## START Data rows

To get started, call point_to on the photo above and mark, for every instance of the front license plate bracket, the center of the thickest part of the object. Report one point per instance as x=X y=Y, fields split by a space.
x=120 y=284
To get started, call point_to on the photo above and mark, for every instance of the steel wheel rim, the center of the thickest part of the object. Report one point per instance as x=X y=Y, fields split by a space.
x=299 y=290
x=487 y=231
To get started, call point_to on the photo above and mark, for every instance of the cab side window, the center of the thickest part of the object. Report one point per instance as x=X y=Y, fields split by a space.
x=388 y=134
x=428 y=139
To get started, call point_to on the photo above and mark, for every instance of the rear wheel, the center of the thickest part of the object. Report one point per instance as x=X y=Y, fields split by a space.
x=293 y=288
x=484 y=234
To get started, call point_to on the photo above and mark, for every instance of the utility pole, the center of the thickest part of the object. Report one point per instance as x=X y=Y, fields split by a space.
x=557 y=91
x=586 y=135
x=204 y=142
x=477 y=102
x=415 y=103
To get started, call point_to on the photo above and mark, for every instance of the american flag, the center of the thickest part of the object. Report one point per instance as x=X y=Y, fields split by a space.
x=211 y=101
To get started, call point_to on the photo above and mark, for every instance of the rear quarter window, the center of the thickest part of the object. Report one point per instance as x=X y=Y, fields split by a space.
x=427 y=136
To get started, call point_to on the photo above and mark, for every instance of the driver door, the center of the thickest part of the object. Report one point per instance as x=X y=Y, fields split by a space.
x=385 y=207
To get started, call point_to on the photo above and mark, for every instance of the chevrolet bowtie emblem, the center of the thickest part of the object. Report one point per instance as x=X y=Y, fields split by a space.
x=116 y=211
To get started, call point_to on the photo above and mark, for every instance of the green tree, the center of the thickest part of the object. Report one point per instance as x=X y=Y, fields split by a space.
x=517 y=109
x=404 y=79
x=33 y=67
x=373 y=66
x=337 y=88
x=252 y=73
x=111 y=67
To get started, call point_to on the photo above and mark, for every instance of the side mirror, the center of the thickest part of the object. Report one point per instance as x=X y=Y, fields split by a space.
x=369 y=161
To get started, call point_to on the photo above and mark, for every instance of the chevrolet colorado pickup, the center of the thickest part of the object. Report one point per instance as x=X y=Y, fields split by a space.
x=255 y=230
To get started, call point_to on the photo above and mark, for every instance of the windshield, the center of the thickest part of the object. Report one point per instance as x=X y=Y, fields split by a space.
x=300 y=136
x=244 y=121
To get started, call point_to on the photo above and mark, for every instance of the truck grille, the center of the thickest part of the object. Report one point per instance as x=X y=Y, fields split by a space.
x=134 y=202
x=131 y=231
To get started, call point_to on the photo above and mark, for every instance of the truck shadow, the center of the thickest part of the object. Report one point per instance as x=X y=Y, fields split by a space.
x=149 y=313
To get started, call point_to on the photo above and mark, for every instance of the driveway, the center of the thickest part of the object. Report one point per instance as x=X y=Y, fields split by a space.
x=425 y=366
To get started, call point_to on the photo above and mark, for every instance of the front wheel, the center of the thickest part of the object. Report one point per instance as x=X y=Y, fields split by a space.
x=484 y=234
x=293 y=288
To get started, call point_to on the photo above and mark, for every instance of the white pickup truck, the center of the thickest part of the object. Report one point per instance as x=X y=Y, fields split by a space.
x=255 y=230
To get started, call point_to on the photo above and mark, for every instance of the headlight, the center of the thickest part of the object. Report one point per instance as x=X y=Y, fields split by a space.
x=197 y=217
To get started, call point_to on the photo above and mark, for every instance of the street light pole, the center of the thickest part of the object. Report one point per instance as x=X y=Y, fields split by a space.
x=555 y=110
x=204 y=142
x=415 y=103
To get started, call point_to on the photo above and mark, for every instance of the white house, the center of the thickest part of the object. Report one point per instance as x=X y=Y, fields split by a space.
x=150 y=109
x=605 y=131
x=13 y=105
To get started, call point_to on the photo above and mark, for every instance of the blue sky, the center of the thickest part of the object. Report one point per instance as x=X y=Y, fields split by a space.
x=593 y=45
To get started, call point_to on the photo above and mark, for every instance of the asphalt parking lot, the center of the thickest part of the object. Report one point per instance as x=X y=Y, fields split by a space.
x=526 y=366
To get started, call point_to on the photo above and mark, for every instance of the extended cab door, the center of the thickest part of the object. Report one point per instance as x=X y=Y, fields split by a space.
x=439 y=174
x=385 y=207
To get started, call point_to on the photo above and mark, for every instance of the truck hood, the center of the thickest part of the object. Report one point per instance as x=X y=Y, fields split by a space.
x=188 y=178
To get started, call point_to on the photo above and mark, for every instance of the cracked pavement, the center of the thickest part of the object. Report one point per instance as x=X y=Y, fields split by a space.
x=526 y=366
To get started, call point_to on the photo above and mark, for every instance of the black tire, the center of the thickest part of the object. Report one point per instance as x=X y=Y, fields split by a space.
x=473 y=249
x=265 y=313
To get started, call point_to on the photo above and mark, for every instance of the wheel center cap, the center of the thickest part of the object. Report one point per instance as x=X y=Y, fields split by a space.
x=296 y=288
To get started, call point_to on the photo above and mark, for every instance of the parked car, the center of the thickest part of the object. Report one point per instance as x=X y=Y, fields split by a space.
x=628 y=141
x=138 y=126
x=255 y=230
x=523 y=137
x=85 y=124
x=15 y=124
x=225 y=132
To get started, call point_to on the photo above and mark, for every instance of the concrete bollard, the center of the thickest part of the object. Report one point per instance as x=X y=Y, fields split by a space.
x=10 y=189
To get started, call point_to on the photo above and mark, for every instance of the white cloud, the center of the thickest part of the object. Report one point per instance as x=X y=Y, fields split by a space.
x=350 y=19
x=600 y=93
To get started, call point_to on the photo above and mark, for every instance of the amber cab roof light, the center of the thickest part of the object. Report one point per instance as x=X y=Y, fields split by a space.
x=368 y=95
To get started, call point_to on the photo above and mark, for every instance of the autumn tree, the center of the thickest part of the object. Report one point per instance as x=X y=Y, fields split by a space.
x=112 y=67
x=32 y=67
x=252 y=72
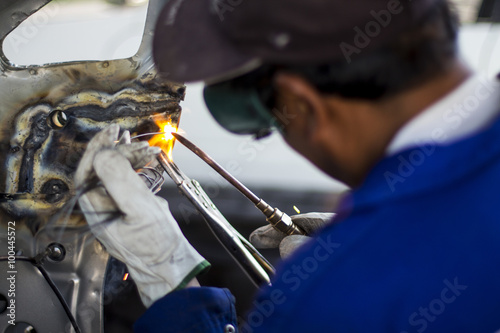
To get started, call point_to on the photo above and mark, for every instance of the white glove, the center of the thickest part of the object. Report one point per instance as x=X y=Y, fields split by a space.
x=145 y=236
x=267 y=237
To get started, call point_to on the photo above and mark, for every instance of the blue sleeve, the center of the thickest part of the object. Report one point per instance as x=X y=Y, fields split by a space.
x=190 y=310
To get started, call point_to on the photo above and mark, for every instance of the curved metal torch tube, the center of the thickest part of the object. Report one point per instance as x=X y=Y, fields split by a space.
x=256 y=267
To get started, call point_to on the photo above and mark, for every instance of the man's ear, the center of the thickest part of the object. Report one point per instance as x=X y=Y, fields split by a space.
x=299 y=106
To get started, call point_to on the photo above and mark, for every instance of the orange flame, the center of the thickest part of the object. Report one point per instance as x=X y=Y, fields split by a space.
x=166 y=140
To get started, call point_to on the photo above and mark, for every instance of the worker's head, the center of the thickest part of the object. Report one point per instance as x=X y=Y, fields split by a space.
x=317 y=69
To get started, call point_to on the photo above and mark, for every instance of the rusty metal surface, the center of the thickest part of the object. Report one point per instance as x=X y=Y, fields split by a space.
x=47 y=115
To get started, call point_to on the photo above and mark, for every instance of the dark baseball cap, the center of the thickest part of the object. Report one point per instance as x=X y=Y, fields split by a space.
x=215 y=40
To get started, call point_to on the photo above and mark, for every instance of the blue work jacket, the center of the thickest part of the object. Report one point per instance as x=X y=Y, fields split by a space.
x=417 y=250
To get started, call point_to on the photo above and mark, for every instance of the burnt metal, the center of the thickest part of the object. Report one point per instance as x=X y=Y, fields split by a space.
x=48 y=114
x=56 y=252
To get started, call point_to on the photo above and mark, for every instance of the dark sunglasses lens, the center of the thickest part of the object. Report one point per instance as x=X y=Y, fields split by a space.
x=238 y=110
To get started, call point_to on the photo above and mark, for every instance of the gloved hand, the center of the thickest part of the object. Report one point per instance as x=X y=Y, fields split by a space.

## END Data rows
## START Data rows

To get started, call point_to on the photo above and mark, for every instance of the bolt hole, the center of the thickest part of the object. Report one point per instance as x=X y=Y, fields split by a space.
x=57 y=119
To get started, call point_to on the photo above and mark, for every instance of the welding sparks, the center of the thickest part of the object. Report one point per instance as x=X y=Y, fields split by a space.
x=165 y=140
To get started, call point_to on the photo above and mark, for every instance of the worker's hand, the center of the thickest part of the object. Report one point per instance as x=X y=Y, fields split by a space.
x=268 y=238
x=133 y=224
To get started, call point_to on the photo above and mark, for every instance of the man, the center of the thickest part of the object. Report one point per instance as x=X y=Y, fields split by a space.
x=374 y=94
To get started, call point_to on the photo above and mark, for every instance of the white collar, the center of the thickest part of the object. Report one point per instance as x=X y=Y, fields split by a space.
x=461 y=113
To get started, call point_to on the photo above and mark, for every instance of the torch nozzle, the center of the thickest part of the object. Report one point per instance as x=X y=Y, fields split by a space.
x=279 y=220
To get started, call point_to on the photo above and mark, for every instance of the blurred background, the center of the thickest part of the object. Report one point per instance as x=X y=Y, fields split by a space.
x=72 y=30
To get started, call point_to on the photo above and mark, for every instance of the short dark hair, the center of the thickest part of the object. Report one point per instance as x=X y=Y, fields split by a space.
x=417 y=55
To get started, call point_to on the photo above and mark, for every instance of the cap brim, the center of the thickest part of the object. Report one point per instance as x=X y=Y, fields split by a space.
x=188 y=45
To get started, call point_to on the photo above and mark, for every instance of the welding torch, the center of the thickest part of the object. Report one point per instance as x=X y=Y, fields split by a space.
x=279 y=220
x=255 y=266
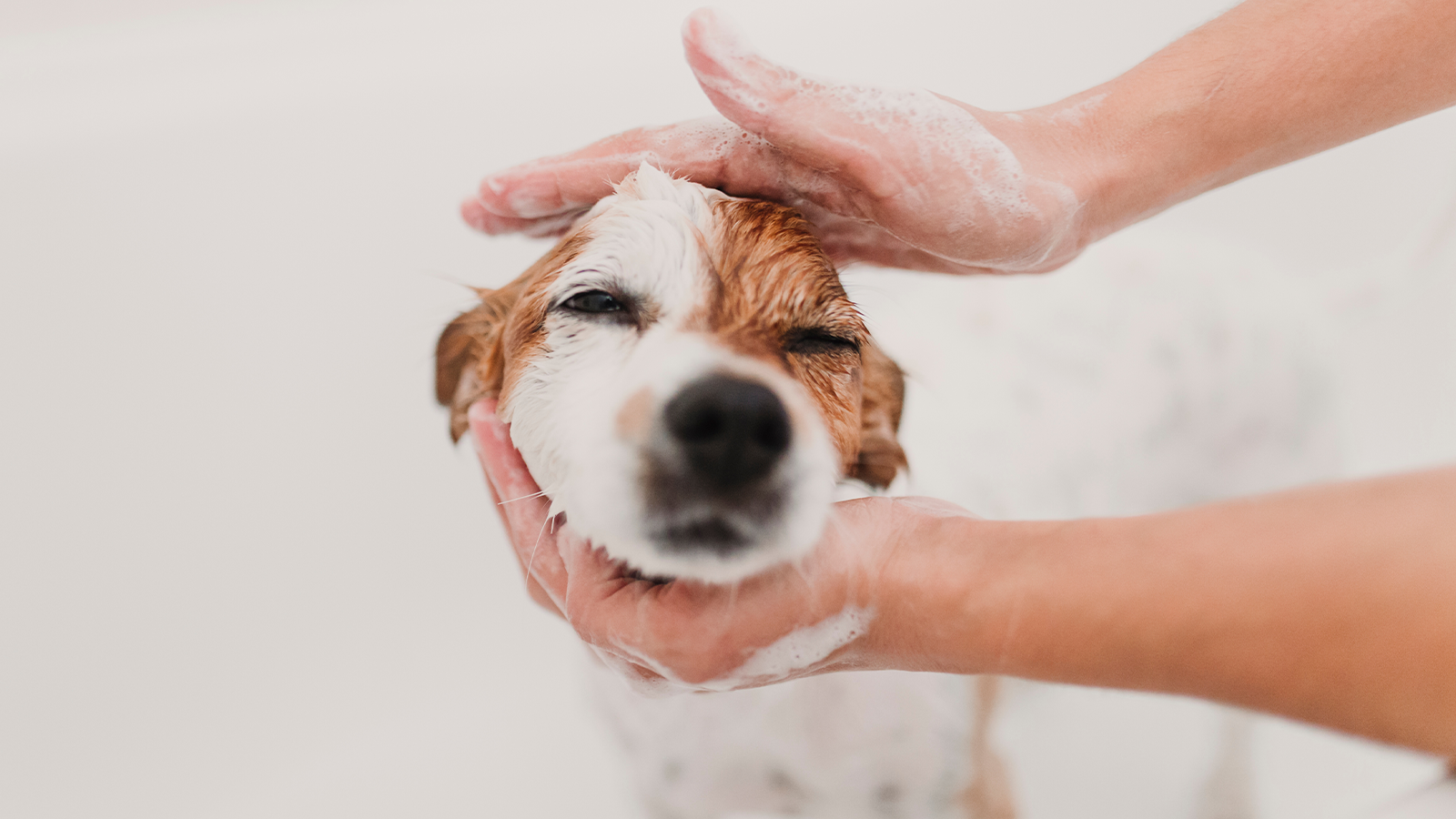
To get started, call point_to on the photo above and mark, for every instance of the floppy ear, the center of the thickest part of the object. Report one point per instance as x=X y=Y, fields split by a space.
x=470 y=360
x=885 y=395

## END Data rows

**Problem requirements**
Rewrite the items starting at the line that contains "the dark sunglasses" and ending at the line that contains "of the gloved", with "gloved hand" swapped for "leather glove" and everything else left the same.

**Exercise answer**
To get started, call point_to on the photo above and mark, for every instance of the dark sunglasses lens, the center of the thickest part of the object. Report one point per instance as x=X y=Y, fields split by a space.
x=238 y=110
To get started, call point_to on the photo above and mark, for every instance of the leather glove, the center of the thickest part of the object. Report one point per instance as x=X y=Y, fields split by a space.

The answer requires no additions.